### Detalhes do exercício:
Segundo o trecho selecionado sobre ‘O Pequeno Quinquin’, de que tipo de planos o filme é composto?

### Trecho selecionado:
○ ○ ○

Como em seus melhores filmes, ‘O Pequeno Quinquin’, é composto por planos abertos, em que Dumont destaca a pequenez do homem em meio a um cenário amplo. O uso funcional do scope potencializa esse recurso e permite ao diretor expandir para as bordas do quadro uma amplitude geográfica que se estende para muito além dos planos, dando a sensação sufocante de um mundo incapaz de ser enquadrado em seu todo dentro de uma imagem. As forças metafísicas que regem o cinema de Bruno Dumont, esse mal primordial e atávico, transbordam os limites daquilo que sua câmera pode registrar. O diretor enfatiza que os impulsos que conduzem o destino e as ações humanas são incapazes de serem traduzidos em explicação teóricas e muito menos captados em registros imagéticos. Esse complexo discurso sobre forças metafísicas que conduzem a vida são construídos por Bruno Dumont dentro de códigos naturalistas, sem nenhuma espetacularização. Suas imagens são diretas, secas. Sua decupagem básica e aberta a pequenas elipses. A evolução narrativa não segue a lógica da construção de um clímax e nem busca a explicação lógica para os fatos.

○ ○ ○

### Dados em estudo:
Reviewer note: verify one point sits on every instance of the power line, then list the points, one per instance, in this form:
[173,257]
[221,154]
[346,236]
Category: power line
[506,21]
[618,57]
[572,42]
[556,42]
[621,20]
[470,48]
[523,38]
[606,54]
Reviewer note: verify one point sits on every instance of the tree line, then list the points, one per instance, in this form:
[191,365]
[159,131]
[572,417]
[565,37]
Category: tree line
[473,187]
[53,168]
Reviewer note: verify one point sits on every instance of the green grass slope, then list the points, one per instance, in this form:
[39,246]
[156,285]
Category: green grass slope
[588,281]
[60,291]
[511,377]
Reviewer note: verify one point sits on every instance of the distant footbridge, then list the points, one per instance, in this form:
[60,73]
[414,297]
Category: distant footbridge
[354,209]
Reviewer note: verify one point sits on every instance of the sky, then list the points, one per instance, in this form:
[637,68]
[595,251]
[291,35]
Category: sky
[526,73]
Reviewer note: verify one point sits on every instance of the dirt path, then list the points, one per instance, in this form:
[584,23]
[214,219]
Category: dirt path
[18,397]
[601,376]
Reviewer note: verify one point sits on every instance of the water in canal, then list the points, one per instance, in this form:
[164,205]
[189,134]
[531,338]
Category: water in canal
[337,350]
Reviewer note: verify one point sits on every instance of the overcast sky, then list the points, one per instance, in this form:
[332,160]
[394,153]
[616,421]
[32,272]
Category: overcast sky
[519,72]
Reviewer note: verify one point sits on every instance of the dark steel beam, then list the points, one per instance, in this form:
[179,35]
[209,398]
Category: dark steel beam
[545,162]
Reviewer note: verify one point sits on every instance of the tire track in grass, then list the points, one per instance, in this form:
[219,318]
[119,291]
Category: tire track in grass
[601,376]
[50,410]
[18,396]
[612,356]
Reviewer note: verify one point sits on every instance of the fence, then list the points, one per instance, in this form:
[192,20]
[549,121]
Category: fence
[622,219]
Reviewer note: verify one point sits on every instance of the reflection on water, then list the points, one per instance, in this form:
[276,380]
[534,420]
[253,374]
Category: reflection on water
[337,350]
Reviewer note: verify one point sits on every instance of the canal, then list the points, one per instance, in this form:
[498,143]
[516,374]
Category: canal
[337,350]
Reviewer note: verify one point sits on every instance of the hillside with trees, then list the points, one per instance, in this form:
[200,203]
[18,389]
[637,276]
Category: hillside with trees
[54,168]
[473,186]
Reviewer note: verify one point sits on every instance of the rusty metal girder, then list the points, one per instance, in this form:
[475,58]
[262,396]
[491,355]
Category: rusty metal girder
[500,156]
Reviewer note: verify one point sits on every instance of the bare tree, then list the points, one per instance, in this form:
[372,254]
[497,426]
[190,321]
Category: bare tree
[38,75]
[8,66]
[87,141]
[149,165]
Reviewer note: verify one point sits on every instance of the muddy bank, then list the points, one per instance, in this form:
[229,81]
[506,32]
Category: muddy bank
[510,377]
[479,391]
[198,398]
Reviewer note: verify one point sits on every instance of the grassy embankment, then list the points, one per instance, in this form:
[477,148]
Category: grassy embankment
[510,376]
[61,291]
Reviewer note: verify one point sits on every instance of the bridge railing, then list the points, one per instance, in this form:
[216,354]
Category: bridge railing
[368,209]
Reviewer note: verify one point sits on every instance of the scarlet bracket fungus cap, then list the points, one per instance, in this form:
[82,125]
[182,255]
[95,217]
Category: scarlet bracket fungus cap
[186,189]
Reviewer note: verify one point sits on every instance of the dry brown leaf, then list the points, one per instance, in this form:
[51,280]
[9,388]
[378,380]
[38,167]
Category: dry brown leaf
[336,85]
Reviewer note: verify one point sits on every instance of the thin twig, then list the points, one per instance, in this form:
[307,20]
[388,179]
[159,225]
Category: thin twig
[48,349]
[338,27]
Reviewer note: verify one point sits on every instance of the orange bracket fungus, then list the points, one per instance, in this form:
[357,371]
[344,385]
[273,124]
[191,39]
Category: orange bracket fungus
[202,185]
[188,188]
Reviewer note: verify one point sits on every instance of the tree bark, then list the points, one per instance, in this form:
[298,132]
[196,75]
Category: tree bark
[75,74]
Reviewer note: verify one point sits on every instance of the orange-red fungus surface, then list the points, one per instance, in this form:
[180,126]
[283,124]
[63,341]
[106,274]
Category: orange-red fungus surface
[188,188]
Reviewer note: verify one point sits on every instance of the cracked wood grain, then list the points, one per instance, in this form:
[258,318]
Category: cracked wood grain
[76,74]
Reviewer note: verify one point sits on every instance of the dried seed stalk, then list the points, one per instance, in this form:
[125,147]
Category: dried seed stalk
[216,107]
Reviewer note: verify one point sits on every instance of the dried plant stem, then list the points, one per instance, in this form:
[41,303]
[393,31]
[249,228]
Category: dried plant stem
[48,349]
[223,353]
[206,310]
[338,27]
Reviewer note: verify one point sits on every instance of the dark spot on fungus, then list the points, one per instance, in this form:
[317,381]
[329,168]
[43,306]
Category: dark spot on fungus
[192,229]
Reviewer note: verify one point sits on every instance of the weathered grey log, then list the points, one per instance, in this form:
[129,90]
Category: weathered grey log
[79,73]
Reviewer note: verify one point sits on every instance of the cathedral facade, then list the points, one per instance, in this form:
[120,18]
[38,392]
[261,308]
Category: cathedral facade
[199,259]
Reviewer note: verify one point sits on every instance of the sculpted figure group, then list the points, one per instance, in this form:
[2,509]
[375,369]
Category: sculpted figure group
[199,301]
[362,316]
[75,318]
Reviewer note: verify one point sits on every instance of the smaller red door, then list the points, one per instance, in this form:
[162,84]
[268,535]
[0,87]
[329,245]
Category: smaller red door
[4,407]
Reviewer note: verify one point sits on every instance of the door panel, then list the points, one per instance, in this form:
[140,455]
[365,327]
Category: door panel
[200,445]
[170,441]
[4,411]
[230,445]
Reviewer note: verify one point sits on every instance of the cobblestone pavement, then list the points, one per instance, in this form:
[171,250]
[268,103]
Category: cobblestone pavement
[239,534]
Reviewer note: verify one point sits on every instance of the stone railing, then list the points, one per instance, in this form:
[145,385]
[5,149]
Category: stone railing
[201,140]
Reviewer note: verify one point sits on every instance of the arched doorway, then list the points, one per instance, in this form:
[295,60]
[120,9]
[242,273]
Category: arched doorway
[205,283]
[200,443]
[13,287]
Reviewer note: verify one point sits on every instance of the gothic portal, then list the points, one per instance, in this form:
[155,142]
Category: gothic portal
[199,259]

○ ○ ○

### Solução do exercício:
De planos abertos, em que Dumont destaca a pequenez do homem em meio a um cenário amplo.